• **Task statement**
Set every entry down again exactly, omitting none.
Dataset excerpts: Begin
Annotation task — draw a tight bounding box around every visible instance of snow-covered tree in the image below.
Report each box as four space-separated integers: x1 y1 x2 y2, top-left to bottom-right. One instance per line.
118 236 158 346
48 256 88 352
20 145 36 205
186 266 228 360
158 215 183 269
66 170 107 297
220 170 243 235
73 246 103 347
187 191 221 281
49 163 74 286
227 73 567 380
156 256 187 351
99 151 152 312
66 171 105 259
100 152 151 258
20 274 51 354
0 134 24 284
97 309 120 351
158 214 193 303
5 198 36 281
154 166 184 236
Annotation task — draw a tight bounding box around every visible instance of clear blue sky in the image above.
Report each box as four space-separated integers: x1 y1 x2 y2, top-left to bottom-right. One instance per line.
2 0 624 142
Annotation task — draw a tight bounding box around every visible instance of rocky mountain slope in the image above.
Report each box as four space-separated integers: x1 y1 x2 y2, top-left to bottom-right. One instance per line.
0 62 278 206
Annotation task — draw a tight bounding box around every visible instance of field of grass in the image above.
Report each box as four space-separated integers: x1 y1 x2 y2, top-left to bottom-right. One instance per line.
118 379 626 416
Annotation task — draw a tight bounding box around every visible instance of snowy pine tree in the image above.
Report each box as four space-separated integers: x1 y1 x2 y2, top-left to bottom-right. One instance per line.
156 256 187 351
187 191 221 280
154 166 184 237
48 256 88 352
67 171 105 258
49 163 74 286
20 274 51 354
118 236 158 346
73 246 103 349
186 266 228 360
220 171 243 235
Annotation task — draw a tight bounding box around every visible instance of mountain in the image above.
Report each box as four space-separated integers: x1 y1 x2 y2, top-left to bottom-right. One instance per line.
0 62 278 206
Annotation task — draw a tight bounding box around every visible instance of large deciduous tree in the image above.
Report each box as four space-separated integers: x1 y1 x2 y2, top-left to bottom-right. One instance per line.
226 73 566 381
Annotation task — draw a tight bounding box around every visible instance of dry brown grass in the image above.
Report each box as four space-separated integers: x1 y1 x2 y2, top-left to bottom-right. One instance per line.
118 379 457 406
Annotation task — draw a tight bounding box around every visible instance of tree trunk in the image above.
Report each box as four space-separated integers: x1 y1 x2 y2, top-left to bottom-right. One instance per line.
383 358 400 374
Dataset excerpts: End
• **Answer below**
Annotation task — draw a tight bounding box around every visible instance of snow-covered tree in the image below.
Report each box as four space-separated integers: x1 y1 x2 y2, top-left to bottom-right. One instance per line.
118 236 158 346
48 256 88 352
20 145 36 205
186 266 228 360
158 215 183 269
66 170 107 297
220 170 243 235
73 246 103 347
187 191 221 281
49 163 74 286
227 73 567 380
156 256 187 351
99 151 152 312
66 171 105 259
100 152 151 258
20 274 51 354
0 134 24 284
97 309 120 351
158 214 193 303
5 198 36 281
154 166 184 236
Annotation task — draw a tight bounding box around every visible instance of clear blue sky in the image above.
Report each box as four space-separated integers: x1 y1 x2 y2, top-left to bottom-right. One instance per line.
2 0 624 142
Annotation task — draw a tight bounding box around every visible instance of rocky mountain slope in the image above.
Report each box as four space-separated integers: x1 y1 x2 y2, top-left to bottom-right. One instance per line.
0 62 278 206
Annotation task — draw a tight bounding box around every visible instance of field of grass in the image above.
Report each box as four space-separated integers: x1 y1 x2 y2, top-left to bottom-right. One instance per line.
118 379 626 416
Annotation task — draw a tight bounding box around every visible instance of snowy pine tree in the image above.
Report each box as four space-separated integers: x1 y1 x2 y2, top-left to bottom-right. One instance per line.
156 256 187 351
187 191 221 280
154 166 184 237
48 256 88 352
67 171 105 258
49 163 74 286
20 274 51 354
118 236 158 346
73 246 103 349
186 266 228 360
220 171 243 235
Annotation task — draw a tight bounding box around every visible instance of mountain in the image above.
Report each box as four space-separated integers: x1 y1 x2 y2, top-left to bottom-right. One instance per line.
0 62 278 206
Annotation task — draw a tight bounding box around every visible instance of large deciduous tree in the image above.
Report each box as four space-separated integers: x1 y1 x2 y2, top-left to bottom-right. One instance per line.
226 73 566 381
Annotation task — draw a tight bounding box around every visible instance of dry brown grass in the image above.
Report each box as four space-separated integers: x1 y1 x2 y2, top-left to bottom-right. One instance per line.
118 379 457 406
Annotation task — draw a tight bounding box around every visible instance of tree trunk in the image above.
Report each box as four space-separated integers: x1 y1 x2 y2, top-left to bottom-right. One instance per line.
383 358 400 374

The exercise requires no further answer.